[Dataset entries]
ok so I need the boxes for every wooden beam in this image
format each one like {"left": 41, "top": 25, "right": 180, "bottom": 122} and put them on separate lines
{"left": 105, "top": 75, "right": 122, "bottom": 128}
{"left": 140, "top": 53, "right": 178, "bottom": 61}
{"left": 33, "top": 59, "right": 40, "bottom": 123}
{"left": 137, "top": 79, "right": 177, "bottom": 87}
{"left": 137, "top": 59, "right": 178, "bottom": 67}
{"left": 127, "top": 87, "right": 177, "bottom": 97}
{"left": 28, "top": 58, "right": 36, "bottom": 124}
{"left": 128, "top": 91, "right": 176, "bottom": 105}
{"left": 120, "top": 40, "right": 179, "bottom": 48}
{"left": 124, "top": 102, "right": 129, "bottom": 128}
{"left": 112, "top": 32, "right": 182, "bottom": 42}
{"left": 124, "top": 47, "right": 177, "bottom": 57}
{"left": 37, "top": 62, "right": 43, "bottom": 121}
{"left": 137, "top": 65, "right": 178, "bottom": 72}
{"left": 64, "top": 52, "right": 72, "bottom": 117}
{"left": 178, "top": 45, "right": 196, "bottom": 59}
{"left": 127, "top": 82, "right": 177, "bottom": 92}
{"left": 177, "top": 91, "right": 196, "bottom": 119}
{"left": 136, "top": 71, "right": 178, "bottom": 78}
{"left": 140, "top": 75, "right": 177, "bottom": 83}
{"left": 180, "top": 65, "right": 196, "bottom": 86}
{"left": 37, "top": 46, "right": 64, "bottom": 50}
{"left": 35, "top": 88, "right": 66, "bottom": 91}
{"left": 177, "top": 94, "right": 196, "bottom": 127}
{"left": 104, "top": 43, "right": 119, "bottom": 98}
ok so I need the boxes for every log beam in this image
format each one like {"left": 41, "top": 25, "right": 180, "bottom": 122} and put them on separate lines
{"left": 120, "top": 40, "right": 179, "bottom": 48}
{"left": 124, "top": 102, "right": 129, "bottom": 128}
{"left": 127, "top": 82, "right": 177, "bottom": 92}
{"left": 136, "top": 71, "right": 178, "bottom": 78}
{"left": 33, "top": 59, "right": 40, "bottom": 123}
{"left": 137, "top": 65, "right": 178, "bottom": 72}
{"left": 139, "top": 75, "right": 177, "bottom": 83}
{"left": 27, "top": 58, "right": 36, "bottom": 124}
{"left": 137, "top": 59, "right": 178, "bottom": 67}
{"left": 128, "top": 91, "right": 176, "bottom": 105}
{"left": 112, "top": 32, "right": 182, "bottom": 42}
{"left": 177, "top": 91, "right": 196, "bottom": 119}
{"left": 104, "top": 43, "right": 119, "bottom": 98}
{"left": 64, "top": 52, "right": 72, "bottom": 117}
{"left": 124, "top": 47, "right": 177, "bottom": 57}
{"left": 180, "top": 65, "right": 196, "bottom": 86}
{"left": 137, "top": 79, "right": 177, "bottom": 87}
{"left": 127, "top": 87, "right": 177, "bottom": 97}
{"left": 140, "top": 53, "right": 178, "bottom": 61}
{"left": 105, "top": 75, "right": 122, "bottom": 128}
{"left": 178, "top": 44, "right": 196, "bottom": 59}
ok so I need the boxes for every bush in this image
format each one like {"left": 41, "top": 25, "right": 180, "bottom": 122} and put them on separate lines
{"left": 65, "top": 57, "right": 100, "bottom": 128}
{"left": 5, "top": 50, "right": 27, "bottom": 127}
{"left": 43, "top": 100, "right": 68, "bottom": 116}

**About this task:**
Exactly as they appear above, set down all of the records once more.

**Output for this exercise:**
ok so I need the boxes for every wooden beam in this image
format each one like {"left": 41, "top": 25, "right": 180, "bottom": 122} and put them on separate lines
{"left": 105, "top": 75, "right": 122, "bottom": 128}
{"left": 140, "top": 53, "right": 178, "bottom": 61}
{"left": 33, "top": 59, "right": 40, "bottom": 123}
{"left": 137, "top": 79, "right": 177, "bottom": 87}
{"left": 137, "top": 59, "right": 178, "bottom": 67}
{"left": 127, "top": 87, "right": 177, "bottom": 97}
{"left": 28, "top": 58, "right": 36, "bottom": 124}
{"left": 128, "top": 91, "right": 176, "bottom": 105}
{"left": 120, "top": 40, "right": 179, "bottom": 48}
{"left": 124, "top": 102, "right": 129, "bottom": 128}
{"left": 112, "top": 32, "right": 182, "bottom": 42}
{"left": 124, "top": 47, "right": 177, "bottom": 57}
{"left": 37, "top": 62, "right": 43, "bottom": 121}
{"left": 137, "top": 65, "right": 178, "bottom": 72}
{"left": 64, "top": 52, "right": 72, "bottom": 117}
{"left": 178, "top": 45, "right": 196, "bottom": 59}
{"left": 127, "top": 82, "right": 177, "bottom": 92}
{"left": 177, "top": 91, "right": 196, "bottom": 119}
{"left": 136, "top": 71, "right": 178, "bottom": 78}
{"left": 140, "top": 75, "right": 177, "bottom": 83}
{"left": 180, "top": 65, "right": 196, "bottom": 86}
{"left": 37, "top": 46, "right": 64, "bottom": 50}
{"left": 35, "top": 88, "right": 66, "bottom": 91}
{"left": 177, "top": 94, "right": 196, "bottom": 127}
{"left": 104, "top": 43, "right": 119, "bottom": 98}
ok so I need the boxes for every log beam in this image
format each one like {"left": 41, "top": 25, "right": 180, "bottom": 122} and put them on separate lines
{"left": 120, "top": 40, "right": 179, "bottom": 48}
{"left": 124, "top": 102, "right": 129, "bottom": 128}
{"left": 127, "top": 82, "right": 177, "bottom": 92}
{"left": 136, "top": 71, "right": 178, "bottom": 78}
{"left": 33, "top": 59, "right": 40, "bottom": 123}
{"left": 137, "top": 65, "right": 178, "bottom": 72}
{"left": 139, "top": 75, "right": 177, "bottom": 83}
{"left": 27, "top": 58, "right": 36, "bottom": 124}
{"left": 137, "top": 59, "right": 178, "bottom": 67}
{"left": 128, "top": 91, "right": 176, "bottom": 105}
{"left": 112, "top": 32, "right": 182, "bottom": 42}
{"left": 177, "top": 91, "right": 196, "bottom": 119}
{"left": 104, "top": 43, "right": 119, "bottom": 98}
{"left": 64, "top": 52, "right": 72, "bottom": 117}
{"left": 124, "top": 47, "right": 177, "bottom": 57}
{"left": 180, "top": 65, "right": 196, "bottom": 86}
{"left": 137, "top": 79, "right": 177, "bottom": 87}
{"left": 127, "top": 87, "right": 177, "bottom": 97}
{"left": 140, "top": 53, "right": 178, "bottom": 61}
{"left": 105, "top": 75, "right": 122, "bottom": 128}
{"left": 178, "top": 44, "right": 196, "bottom": 59}
ok so I need the boxes for every bush in this image
format each one like {"left": 41, "top": 25, "right": 180, "bottom": 122} and put them on separate lines
{"left": 65, "top": 57, "right": 100, "bottom": 128}
{"left": 5, "top": 50, "right": 27, "bottom": 127}
{"left": 43, "top": 100, "right": 68, "bottom": 116}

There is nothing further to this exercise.